>> start RECORDS FOR THE EXERCISE

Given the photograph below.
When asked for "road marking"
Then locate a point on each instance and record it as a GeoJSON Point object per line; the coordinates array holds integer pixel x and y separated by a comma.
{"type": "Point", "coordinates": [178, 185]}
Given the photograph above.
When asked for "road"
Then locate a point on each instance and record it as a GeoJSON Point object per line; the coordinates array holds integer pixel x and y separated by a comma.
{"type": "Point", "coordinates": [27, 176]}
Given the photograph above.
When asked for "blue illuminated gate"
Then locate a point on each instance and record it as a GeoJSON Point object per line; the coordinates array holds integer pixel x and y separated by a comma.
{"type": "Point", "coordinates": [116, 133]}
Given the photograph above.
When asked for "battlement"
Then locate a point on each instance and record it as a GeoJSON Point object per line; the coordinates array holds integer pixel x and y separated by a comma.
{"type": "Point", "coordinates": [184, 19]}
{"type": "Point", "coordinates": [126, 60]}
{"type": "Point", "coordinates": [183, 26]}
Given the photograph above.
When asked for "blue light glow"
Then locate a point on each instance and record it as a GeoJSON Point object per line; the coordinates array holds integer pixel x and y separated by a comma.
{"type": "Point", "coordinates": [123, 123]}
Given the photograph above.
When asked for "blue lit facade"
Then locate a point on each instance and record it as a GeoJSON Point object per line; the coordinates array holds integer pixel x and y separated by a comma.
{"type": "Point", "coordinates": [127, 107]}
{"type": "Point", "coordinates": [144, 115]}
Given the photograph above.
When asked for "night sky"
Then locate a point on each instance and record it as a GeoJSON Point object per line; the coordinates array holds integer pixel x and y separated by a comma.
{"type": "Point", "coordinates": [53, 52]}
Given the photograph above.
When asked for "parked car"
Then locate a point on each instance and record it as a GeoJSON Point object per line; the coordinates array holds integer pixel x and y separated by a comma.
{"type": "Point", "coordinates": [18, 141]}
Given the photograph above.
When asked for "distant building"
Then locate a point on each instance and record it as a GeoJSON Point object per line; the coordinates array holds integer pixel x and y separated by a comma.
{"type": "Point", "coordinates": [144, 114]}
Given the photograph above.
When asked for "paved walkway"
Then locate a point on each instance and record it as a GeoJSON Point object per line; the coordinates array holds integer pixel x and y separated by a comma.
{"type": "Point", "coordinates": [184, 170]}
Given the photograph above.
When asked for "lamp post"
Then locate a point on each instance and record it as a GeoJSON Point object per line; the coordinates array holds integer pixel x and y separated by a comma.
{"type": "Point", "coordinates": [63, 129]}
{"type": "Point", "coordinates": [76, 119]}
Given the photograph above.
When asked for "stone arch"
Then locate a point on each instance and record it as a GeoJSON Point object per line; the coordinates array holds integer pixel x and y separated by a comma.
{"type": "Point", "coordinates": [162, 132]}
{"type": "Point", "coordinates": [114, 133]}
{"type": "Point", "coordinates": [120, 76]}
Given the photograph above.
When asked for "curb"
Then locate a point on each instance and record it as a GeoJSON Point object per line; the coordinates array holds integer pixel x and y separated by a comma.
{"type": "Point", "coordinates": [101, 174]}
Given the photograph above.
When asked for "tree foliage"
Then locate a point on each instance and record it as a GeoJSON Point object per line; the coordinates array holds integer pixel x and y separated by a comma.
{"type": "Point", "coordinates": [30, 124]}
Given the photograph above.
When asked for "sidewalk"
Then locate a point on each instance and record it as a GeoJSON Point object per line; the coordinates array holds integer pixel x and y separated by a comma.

>> end RECORDS FOR THE EXERCISE

◆ EXERCISE AIM ◆
Return every line of the material above that contains the string "blue", matching case exactly.

◆ OUTPUT OF THE TASK ◆
When asked for "blue illuminated gate"
When asked for "blue light glow"
When asked for "blue lit facade"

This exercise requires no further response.